What needs to be done:
Please copy every line of the records below word for word, leaving out the pictures.

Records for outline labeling

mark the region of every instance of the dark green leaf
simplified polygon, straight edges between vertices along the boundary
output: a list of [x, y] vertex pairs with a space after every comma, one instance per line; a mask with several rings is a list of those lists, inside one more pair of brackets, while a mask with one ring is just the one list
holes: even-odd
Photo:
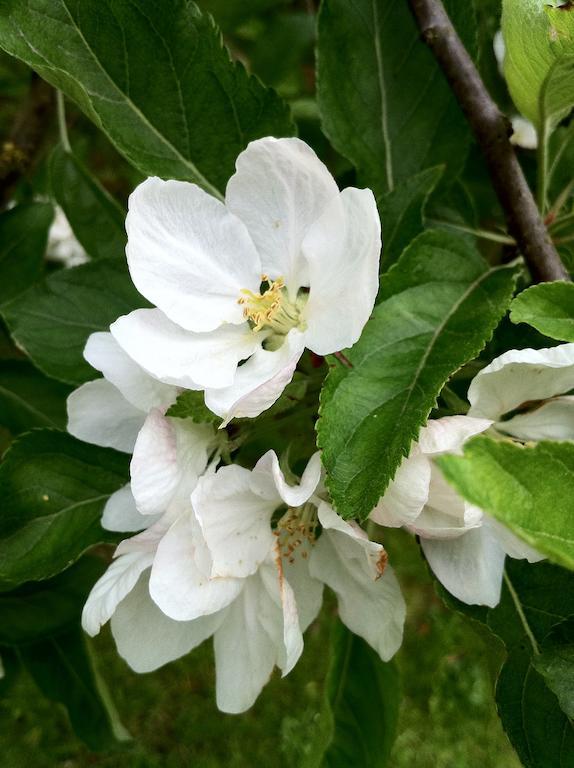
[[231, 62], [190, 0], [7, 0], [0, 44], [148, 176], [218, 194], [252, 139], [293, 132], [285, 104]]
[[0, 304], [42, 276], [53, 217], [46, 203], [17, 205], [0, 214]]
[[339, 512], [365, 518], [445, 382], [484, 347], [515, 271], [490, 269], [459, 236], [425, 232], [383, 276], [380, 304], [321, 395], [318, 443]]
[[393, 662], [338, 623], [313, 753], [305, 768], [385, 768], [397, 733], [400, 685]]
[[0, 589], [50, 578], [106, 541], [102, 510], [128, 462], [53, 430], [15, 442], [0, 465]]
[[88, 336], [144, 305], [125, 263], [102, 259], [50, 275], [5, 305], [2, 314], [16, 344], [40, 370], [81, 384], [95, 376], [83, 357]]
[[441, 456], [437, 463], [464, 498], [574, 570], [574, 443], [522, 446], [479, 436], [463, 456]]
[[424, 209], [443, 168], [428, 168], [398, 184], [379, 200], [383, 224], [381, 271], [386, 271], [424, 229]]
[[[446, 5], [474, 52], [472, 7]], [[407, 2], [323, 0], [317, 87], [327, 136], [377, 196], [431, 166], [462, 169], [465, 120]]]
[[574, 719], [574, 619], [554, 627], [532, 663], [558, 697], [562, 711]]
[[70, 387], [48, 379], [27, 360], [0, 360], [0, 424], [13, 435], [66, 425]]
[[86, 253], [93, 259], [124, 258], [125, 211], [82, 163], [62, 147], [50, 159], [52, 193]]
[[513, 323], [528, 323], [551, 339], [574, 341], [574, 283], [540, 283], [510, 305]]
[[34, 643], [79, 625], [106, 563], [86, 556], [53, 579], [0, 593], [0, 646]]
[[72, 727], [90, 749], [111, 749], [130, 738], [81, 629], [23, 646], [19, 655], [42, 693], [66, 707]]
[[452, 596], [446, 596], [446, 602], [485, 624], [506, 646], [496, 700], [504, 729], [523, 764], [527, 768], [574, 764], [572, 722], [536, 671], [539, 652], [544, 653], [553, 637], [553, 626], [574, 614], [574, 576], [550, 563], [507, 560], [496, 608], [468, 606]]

Full answer:
mark the region of every instance of the dark green leaf
simplified polygon, straight edges between vertices along the boundary
output: a list of [x, y] vertex pairs with a space after every comma, one instance per line; a mask with several rings is a list of those lists, inside one more pair of brackets, while a mask with one ring is just the one list
holes: even-odd
Photo:
[[231, 62], [190, 0], [7, 0], [0, 44], [148, 176], [218, 194], [252, 139], [293, 132], [285, 104]]
[[0, 304], [42, 276], [53, 217], [46, 203], [17, 205], [0, 214]]
[[339, 512], [365, 518], [445, 382], [484, 347], [515, 271], [490, 269], [459, 236], [425, 232], [383, 276], [380, 304], [321, 395], [318, 443]]
[[393, 662], [338, 623], [313, 753], [305, 768], [385, 768], [397, 733], [400, 685]]
[[0, 589], [50, 578], [106, 541], [102, 510], [128, 462], [53, 430], [15, 442], [0, 465]]
[[88, 336], [144, 305], [125, 263], [102, 259], [50, 275], [5, 305], [2, 314], [16, 344], [40, 370], [81, 384], [95, 376], [83, 357]]
[[441, 456], [437, 463], [464, 498], [574, 570], [574, 443], [522, 446], [479, 436], [463, 456]]
[[424, 209], [443, 168], [428, 168], [398, 184], [379, 200], [383, 224], [381, 271], [386, 271], [424, 229]]
[[[446, 5], [474, 52], [472, 7]], [[407, 2], [323, 0], [317, 87], [327, 136], [377, 196], [431, 166], [462, 169], [465, 120]]]
[[574, 719], [574, 619], [554, 627], [532, 663], [558, 697], [562, 711]]
[[70, 387], [48, 379], [27, 360], [0, 360], [0, 424], [13, 435], [66, 425]]
[[86, 253], [93, 259], [124, 258], [125, 211], [82, 163], [62, 147], [50, 159], [52, 193]]
[[513, 323], [528, 323], [551, 339], [574, 341], [574, 283], [540, 283], [510, 305]]
[[34, 643], [79, 625], [106, 563], [86, 556], [53, 579], [0, 593], [0, 646]]
[[72, 727], [90, 749], [111, 749], [130, 738], [81, 629], [23, 646], [19, 655], [42, 693], [66, 707]]
[[452, 596], [446, 596], [446, 602], [485, 624], [506, 646], [496, 700], [504, 729], [523, 764], [527, 768], [574, 764], [572, 722], [536, 671], [539, 652], [544, 653], [553, 637], [553, 626], [574, 614], [574, 576], [550, 563], [507, 560], [496, 608], [468, 606]]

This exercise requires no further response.